SET TASK ::
Print the records below exactly as they appear.

AVAILABLE DATA ::
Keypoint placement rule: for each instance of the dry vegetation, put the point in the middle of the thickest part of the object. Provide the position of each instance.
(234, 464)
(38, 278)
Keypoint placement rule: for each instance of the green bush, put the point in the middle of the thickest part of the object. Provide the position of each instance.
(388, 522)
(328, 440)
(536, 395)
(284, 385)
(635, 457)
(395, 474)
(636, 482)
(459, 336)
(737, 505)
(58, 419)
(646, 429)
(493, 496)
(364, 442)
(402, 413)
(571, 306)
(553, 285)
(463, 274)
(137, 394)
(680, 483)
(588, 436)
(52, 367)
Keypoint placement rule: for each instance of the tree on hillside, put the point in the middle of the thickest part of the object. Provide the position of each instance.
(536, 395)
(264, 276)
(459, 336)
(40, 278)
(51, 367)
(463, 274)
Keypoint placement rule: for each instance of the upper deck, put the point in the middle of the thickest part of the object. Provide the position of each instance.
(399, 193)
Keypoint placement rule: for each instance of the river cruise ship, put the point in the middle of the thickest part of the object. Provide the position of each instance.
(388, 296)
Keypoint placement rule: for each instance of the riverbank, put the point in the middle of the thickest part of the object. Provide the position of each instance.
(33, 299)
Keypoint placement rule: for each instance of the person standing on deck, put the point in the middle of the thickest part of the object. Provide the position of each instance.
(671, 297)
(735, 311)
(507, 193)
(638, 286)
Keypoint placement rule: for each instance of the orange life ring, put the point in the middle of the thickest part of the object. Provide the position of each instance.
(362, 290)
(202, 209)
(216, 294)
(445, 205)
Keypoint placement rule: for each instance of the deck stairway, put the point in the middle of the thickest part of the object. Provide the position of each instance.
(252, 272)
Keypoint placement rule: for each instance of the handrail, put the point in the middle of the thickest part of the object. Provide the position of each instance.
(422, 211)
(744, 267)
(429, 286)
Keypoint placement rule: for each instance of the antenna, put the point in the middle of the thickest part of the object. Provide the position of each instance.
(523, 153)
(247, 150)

THE OUTPUT ::
Keypoint placement rule: for each instance of the dry vegetation, put the point in the middle of the thickest part of the object. Provide the position of each instance.
(234, 464)
(38, 278)
Keypoint placement rule: for each instance of the green bush, put the point in the middle of the thickest part of the object. Provide the position of each instance.
(388, 522)
(328, 440)
(536, 395)
(284, 385)
(635, 457)
(395, 474)
(636, 482)
(459, 336)
(737, 505)
(58, 419)
(646, 429)
(493, 496)
(364, 442)
(402, 413)
(571, 306)
(553, 285)
(463, 274)
(137, 394)
(680, 483)
(588, 436)
(52, 367)
Keypoint placement rule: for each instance of the tree on hillside, put the point in the middle of the thickest part of the object. Provide the position of each instance.
(536, 395)
(264, 276)
(459, 336)
(40, 278)
(51, 367)
(463, 274)
Keypoint placement rule: for each instance of the upper deck, put the point in the middle of the thickest part of the object. Provide the position of each instance.
(399, 193)
Keypoint placement rule: for each instance of the river cruise ship, put the point in the middle of the thickest part of the object. Provide the position of each instance.
(388, 296)
Keypoint placement rule: for each instance of the riverbank, put the point in the middle of the thickest part of the object. Provide the position of each instance.
(33, 299)
Keypoint placement rule: for each instance of the person standing on deck, put the point in the middle of the thickest part of the object. Provide the position of each instance.
(671, 297)
(735, 311)
(507, 193)
(638, 286)
Keypoint placement rule: for each instance of the orange life ring, put the point in the middle of the thickest part of the object. Provide the position of each instance.
(362, 290)
(202, 209)
(216, 294)
(445, 205)
Keypoint placement rule: for each instance of the deck stairway, put the point in the middle of the thickest part of the object. Provide the position of each instance.
(252, 272)
Keypoint placement rule: for each instance of the handrail, put the point in the middle of the thickest part of the object. Provide the position of each instance.
(422, 211)
(744, 267)
(429, 286)
Keypoint placement rule: for each instance of the antenna, put the point in the middle of the thickest part of the object. Provide the position of each instance.
(523, 153)
(247, 150)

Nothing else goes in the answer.